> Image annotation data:

----

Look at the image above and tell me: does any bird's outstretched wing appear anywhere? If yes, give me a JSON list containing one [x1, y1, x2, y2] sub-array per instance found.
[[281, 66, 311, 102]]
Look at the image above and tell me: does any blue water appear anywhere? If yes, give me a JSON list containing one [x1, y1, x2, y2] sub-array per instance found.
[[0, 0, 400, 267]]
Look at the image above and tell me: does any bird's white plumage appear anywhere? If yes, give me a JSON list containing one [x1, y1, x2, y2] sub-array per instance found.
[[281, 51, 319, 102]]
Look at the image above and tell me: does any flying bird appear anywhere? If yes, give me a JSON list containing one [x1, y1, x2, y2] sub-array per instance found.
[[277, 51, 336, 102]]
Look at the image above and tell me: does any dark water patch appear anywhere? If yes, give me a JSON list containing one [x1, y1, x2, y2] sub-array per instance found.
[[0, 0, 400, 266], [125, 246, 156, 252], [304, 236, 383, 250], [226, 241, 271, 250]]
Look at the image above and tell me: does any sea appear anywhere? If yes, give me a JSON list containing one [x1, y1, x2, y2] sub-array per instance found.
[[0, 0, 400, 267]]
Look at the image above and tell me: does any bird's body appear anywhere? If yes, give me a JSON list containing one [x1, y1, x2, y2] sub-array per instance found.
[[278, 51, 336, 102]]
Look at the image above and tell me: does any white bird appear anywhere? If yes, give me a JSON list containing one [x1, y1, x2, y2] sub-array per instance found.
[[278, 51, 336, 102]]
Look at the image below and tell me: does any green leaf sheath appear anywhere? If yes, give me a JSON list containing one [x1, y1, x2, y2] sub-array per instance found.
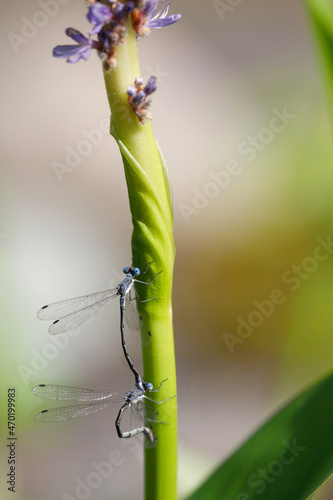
[[305, 0, 333, 121], [187, 374, 333, 500], [104, 19, 177, 500]]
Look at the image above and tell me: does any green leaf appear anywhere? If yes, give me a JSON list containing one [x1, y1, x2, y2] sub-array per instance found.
[[187, 374, 333, 500], [306, 0, 333, 119]]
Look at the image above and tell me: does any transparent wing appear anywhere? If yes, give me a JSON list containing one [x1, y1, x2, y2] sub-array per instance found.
[[35, 401, 111, 423], [32, 384, 125, 423], [49, 297, 112, 335], [31, 384, 119, 401], [130, 400, 157, 449], [125, 293, 151, 347], [37, 288, 117, 320]]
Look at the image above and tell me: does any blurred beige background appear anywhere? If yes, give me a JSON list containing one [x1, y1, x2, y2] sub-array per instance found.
[[0, 0, 333, 500]]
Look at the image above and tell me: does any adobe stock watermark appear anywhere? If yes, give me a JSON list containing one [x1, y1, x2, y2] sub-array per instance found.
[[213, 0, 243, 22], [16, 328, 81, 386], [179, 106, 296, 224], [7, 0, 70, 54], [61, 438, 143, 500], [223, 235, 333, 354], [235, 438, 307, 500]]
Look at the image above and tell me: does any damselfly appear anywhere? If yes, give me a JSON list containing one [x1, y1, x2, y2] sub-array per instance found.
[[37, 262, 162, 390], [32, 380, 175, 444]]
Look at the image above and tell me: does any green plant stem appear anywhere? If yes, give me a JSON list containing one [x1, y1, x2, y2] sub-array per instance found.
[[104, 22, 177, 500], [305, 0, 333, 118]]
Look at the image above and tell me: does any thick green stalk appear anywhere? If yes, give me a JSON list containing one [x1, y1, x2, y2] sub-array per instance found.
[[104, 22, 177, 500], [305, 0, 333, 118]]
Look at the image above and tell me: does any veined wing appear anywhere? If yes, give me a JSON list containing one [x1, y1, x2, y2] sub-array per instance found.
[[31, 384, 120, 401], [49, 295, 116, 335], [37, 288, 117, 320], [35, 401, 112, 423]]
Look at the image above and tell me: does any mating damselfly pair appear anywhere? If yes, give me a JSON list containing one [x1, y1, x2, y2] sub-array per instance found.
[[32, 262, 174, 443]]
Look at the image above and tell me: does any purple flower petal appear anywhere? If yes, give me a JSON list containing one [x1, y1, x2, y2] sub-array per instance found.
[[143, 76, 157, 95], [53, 28, 99, 63], [143, 0, 158, 17], [147, 14, 182, 29], [87, 3, 112, 35]]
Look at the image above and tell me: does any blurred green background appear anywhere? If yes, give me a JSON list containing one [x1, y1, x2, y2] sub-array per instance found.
[[0, 0, 333, 500]]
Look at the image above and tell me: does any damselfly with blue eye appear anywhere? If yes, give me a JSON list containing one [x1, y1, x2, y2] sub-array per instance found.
[[37, 262, 162, 390], [32, 380, 175, 446]]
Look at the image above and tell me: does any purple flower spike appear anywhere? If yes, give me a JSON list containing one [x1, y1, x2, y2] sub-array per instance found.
[[134, 0, 182, 35], [87, 3, 112, 35], [53, 28, 99, 64], [147, 14, 182, 29], [143, 76, 157, 95], [113, 1, 135, 19]]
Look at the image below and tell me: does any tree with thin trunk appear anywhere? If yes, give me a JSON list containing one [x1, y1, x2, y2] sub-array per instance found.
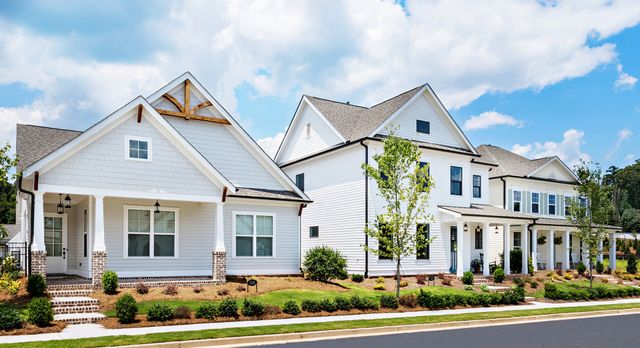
[[567, 161, 613, 288], [362, 129, 433, 298]]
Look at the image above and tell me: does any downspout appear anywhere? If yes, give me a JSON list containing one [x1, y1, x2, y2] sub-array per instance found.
[[16, 173, 36, 276], [360, 139, 369, 278]]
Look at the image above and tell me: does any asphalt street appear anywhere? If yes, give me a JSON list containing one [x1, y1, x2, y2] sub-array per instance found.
[[261, 314, 640, 348]]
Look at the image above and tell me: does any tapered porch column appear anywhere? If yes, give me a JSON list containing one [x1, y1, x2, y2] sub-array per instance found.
[[531, 227, 538, 272], [31, 191, 47, 276], [503, 224, 511, 275]]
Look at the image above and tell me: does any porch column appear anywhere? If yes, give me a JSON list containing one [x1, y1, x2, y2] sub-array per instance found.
[[609, 232, 616, 271], [482, 222, 491, 276], [547, 230, 556, 271], [562, 230, 571, 271], [212, 203, 227, 284], [531, 227, 538, 272], [31, 191, 47, 276], [91, 196, 107, 287], [456, 220, 465, 277], [503, 224, 511, 275], [520, 224, 529, 275]]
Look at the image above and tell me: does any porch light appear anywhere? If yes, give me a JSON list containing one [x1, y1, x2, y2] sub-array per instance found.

----

Please show each line of the material above that contains the string "wing", treating uppercase and lowercase as different.

Look at the image above and tell me: does any bird's outstretched wing appear anywhere? If yes, give me a JSON list containing one [x1, y1, x2, y2] sub-array per instance found.
Look at the image above and tell me: does any transparent wing appear anywhere? If yes, give me a JSON list containing one [x1, y1, x2, y2] sub-array per instance found.
Look at the image above and tell me: does any veined wing appear anywhere? If yes, give me a JSON list containing one [x1, y1, x2, y2] sub-array per instance found.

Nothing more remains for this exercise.